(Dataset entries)
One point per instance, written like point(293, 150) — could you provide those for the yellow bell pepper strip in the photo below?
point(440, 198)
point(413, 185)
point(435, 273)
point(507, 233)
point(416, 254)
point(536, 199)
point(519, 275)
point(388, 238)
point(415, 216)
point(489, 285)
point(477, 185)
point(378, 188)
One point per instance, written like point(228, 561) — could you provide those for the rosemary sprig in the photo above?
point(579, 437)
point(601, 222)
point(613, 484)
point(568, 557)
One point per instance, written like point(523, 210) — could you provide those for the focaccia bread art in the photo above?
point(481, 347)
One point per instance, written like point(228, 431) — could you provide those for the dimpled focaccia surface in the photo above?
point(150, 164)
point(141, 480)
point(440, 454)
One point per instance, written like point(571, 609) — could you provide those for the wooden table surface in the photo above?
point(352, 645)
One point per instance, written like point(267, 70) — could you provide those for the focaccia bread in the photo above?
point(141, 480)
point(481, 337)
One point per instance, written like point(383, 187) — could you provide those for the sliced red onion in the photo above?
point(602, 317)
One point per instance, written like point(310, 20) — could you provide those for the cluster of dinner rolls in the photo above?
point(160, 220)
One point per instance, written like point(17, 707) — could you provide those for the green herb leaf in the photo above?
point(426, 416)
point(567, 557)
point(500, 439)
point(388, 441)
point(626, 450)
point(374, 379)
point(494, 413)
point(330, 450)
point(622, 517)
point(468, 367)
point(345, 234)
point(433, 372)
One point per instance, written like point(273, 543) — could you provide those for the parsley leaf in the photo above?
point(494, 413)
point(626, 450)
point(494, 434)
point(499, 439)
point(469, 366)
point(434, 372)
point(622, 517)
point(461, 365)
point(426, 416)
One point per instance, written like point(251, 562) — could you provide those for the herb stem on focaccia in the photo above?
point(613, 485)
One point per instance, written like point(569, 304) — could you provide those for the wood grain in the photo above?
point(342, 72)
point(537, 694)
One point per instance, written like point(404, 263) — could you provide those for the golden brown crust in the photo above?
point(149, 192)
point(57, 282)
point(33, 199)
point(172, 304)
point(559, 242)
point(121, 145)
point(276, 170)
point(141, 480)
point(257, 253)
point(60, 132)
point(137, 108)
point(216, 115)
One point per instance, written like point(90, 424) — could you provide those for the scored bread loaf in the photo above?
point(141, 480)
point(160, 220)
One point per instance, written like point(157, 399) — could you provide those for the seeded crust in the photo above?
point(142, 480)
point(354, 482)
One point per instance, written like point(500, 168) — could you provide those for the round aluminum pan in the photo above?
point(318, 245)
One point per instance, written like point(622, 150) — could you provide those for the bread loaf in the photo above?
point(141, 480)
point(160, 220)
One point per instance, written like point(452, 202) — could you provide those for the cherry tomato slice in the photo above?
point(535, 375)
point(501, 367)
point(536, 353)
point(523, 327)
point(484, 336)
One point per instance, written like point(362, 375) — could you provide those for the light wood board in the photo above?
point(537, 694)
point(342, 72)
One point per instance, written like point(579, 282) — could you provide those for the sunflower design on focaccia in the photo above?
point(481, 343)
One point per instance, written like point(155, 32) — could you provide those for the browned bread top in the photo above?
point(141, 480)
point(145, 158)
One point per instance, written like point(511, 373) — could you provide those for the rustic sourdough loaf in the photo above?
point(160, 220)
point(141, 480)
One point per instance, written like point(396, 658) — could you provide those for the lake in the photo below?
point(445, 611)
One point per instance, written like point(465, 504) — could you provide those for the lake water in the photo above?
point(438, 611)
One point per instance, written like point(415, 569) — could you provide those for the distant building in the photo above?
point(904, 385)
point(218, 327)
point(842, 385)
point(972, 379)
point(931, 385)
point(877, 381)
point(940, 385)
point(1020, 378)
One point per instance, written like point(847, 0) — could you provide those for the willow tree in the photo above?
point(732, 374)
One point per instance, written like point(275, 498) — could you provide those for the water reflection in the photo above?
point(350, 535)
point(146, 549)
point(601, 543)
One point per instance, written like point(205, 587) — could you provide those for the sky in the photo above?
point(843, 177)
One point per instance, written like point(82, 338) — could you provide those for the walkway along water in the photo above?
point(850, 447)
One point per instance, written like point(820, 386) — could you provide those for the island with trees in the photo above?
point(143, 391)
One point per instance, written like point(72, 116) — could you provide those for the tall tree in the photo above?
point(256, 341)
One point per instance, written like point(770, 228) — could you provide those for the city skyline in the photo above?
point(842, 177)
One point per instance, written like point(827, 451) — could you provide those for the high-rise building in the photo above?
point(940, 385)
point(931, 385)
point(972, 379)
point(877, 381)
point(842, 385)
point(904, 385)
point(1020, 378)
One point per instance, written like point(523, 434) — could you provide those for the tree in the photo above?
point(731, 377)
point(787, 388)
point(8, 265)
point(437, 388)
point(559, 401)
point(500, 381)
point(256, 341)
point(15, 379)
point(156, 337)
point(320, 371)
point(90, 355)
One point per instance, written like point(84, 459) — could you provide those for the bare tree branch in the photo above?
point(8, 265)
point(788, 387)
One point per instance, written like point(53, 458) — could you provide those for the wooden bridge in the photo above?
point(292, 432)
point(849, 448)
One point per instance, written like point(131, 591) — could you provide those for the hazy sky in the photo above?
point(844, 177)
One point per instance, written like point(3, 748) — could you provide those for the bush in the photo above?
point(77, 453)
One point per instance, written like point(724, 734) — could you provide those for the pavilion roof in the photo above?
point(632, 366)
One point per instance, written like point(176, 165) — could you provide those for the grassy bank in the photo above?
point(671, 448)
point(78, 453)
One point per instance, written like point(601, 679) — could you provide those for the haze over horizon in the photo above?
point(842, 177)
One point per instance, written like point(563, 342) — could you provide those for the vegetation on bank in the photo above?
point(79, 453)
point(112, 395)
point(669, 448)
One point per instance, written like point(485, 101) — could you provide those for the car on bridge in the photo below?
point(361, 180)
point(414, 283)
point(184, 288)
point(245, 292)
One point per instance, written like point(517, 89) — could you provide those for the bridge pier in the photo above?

DIRECTION:
Reproduce the lines above with "One point per instance" changed to "A single point per instance" in every occurrence. Leave all other text unchanged.

PROBLEM SOLUTION:
A single point per instance, written like point(293, 150) — could you provide those for the yellow bell pepper strip in the photo below?
point(440, 198)
point(413, 185)
point(435, 273)
point(507, 233)
point(416, 254)
point(536, 199)
point(519, 275)
point(388, 238)
point(415, 216)
point(489, 285)
point(477, 185)
point(378, 188)
A single point per instance, written like point(228, 561) — could you provide those for the rosemary sprig in the photo above?
point(579, 437)
point(601, 222)
point(613, 484)
point(568, 557)
A single point per instance, written like point(523, 210) — could you provide those for the focaccia bread art in the photo above?
point(481, 347)
A single point per instance, written like point(228, 431) — could you provide those for the dimpled focaccia surface in the photo above?
point(150, 164)
point(141, 480)
point(440, 454)
A single point per instance, written like point(571, 609) — could you provide those for the wooden table surface in the photo above?
point(352, 645)
A single point per instance, written like point(267, 70) — could you provide those for the focaccia bread in the photo above?
point(141, 480)
point(481, 337)
A single point per instance, written like point(383, 187) — could you provide those for the sliced red onion in the photo above?
point(602, 317)
A single point per instance, written like point(310, 20) — could you provide those for the cluster of dinner rolls in the photo above?
point(160, 220)
A single point per instance, written like point(17, 707) — could you provide those for the green herb leaf in the photo above?
point(426, 416)
point(567, 557)
point(500, 439)
point(388, 441)
point(626, 450)
point(374, 379)
point(494, 413)
point(330, 450)
point(622, 517)
point(468, 367)
point(345, 234)
point(433, 372)
A single point per instance, written like point(273, 543) — could you provide those for the parsley leaf in the photo above?
point(494, 413)
point(626, 450)
point(494, 434)
point(499, 439)
point(469, 366)
point(434, 372)
point(622, 517)
point(461, 365)
point(426, 416)
A single point per instance, written like point(251, 562) — could you provide those for the herb stem on focaccia in the photo above?
point(613, 485)
A single point per instance, written like point(569, 304) — could you provide those for the wood grain in the photo above?
point(342, 72)
point(537, 694)
A single point per instance, written like point(404, 263) — could you provide those for the golden brown crust in the photo above?
point(149, 192)
point(57, 282)
point(33, 199)
point(172, 304)
point(559, 242)
point(121, 145)
point(276, 170)
point(141, 480)
point(257, 253)
point(60, 132)
point(137, 108)
point(216, 115)
A single point per instance, written like point(90, 424) — could you provide those for the scored bread loaf in the photo above?
point(141, 480)
point(160, 220)
A single point per instance, written like point(157, 399) — could you provide those for the seeded crust in the photo above?
point(142, 480)
point(354, 482)
A single point per instance, written like point(500, 168) — could you provide those for the round aluminum pan in the photo above?
point(318, 245)
A single point per instance, written like point(622, 150) — could you provide those for the bread loaf in the photo above?
point(141, 480)
point(160, 220)
A single point per instance, written like point(452, 202) — could you provide those for the cherry tomato slice in the photo above?
point(535, 375)
point(501, 367)
point(536, 353)
point(523, 327)
point(484, 336)
A single point per instance, written like point(362, 375) — could you provide those for the light wood board in the photo above?
point(537, 694)
point(342, 72)
A single point per instance, written like point(579, 282) — could you provide those for the sunflower design on focaccia in the photo above?
point(481, 343)
A single point per instance, written like point(155, 32) — could you provide those for the browned bread top in the photo above?
point(141, 480)
point(145, 158)
A single point per instance, written like point(511, 373) — could you provide those for the rustic sourdough loaf in the photo above?
point(160, 220)
point(141, 480)
A single point per instance, written like point(396, 658) — could you provide those for the lake in the photo below?
point(445, 611)
A single point per instance, written like point(465, 504) — could you provide those for the lake water in the photo above?
point(438, 611)
A single point per instance, written like point(415, 569) — could you provide those for the distant building in the photo above?
point(904, 385)
point(218, 327)
point(842, 385)
point(972, 379)
point(931, 385)
point(877, 381)
point(940, 385)
point(1020, 378)
A single point per instance, written like point(847, 0) — could you provide those for the willow tree in the photo above?
point(732, 374)
A single point per instance, written like point(275, 498) — could you provide those for the water reflection in the photo above?
point(350, 535)
point(146, 549)
point(601, 543)
A single point per instance, written like point(205, 587) — could you provide those for the sky in the photo above?
point(843, 177)
A single point per instance, written like point(82, 338) — could you provide those for the walkway along water in the photo above?
point(850, 447)
A single point per instance, written like point(820, 386) — could you provide those for the island with trees in the photo above?
point(143, 391)
A single point per instance, written like point(72, 116) — could you provide those for the tall tree in the photo above?
point(256, 341)
A single point per instance, written like point(770, 228) — could you provide those for the city skyline in the photo above?
point(842, 177)
A single point per instance, written like point(827, 451) — could you provide those for the high-rise building in the photo above?
point(940, 385)
point(931, 385)
point(972, 379)
point(877, 381)
point(842, 385)
point(904, 385)
point(1020, 378)
A single point per instance, written like point(523, 434) — could you provide those for the tree in the photo above?
point(731, 377)
point(787, 388)
point(8, 265)
point(437, 388)
point(559, 401)
point(500, 381)
point(256, 341)
point(15, 379)
point(156, 337)
point(320, 371)
point(90, 355)
A single point per instance, written like point(84, 459) — could you provide those for the bare tree branch in the photo above?
point(8, 265)
point(788, 387)
A single point per instance, written like point(53, 458) — could you provide those for the wooden bridge in the photo above?
point(292, 432)
point(849, 448)
A single point per instance, written like point(131, 591) — could you provide those for the hazy sky in the photo above?
point(844, 177)
A single point per instance, written like point(3, 748) — could you provide those for the bush in the photo above?
point(77, 453)
A single point per instance, written like point(724, 734) — could you provide those for the pavilion roof in the photo above?
point(632, 366)
A single point per instance, written like point(176, 165) — could you provide those for the grassy bank in the photo above?
point(671, 448)
point(78, 453)
A single point per instance, written like point(601, 679) — could you provide those for the haze over horizon in the photo above?
point(842, 177)
A single point per instance, written like point(563, 342) — could you provide those for the vegetation on bank in the photo above?
point(79, 453)
point(112, 395)
point(669, 448)
A single point per instance, written like point(485, 101) — could you provide those for the car on bridge in the photo below?
point(361, 180)
point(414, 283)
point(184, 288)
point(245, 292)
A single point per instance, written like point(517, 89) — could you provide those for the bridge pier in the photo above?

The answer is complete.